## Brano fornito
Dice Di Maio che ora se quella Corte di incompetenti decide contro l'ergastolo ostativo, decine di criminali incalliti, in particolare mafiosi, gireranno liberi per le strade italiane (e forse non solo!) a commettere reati tremendi che più tremendi non si può.

Colpisce, come sempre, in questi nostri politici, quello che loro stessi chiamerebbero - dato che parlano più l'inglese dell'italiano - understatement. Per rassicurare gli italiani, che già non hanno abbastanza problemi a cominciare da Renzi che spara addosso al proprio Governo un giorno sì e l'altro pure, si parla appunto di delinquenti incalliti in giro liberi per l'Italia.

Cerco di spiegare in poche e, spero, semplici, parole. Da tempo (non è nemmeno colpa di Salvini e perfino nemmeno di Di Maio, ma solo della ignobile assurdità della nostra politica) vige in Italia un "istituto giuridico" che farebbe rivoltare nella tomba il povero Cesare Beccaria, e che fa venire a me, e non solo a me, i brividi nella schiena.

## Materiale fornito
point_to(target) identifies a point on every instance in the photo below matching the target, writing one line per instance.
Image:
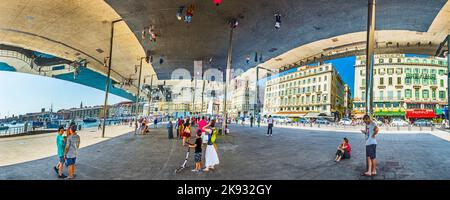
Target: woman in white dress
(211, 157)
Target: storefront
(414, 114)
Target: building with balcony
(403, 86)
(307, 91)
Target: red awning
(420, 114)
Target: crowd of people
(205, 140)
(68, 143)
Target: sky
(24, 93)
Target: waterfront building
(403, 86)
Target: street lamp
(150, 93)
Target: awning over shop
(420, 114)
(390, 113)
(289, 114)
(439, 111)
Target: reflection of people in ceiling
(189, 14)
(277, 21)
(152, 33)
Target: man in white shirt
(270, 125)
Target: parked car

## Consegna
Copia dal brano sull'ergastolo ostativo tutto il testo che va da "Colpisce, come sempre, in" fino a "brividi nella schiena.". I record non hanno alcun ruolo in questo esercizio.

## Risposta
Colpisce, come sempre, in questi nostri politici, quello che loro stessi chiamerebbero - dato che parlano più l'inglese dell'italiano - understatement. Per rassicurare gli italiani, che già non hanno abbastanza problemi a cominciare da Renzi che spara addosso al proprio Governo un giorno sì e l'altro pure, si parla appunto di delinquenti incalliti in giro liberi per l'Italia.

Cerco di spiegare in poche e, spero, semplici, parole. Da tempo (non è nemmeno colpa di Salvini e perfino nemmeno di Di Maio, ma solo della ignobile assurdità della nostra politica) vige in Italia un "istituto giuridico" che farebbe rivoltare nella tomba il povero Cesare Beccaria, e che fa venire a me, e non solo a me, i brividi nella schiena.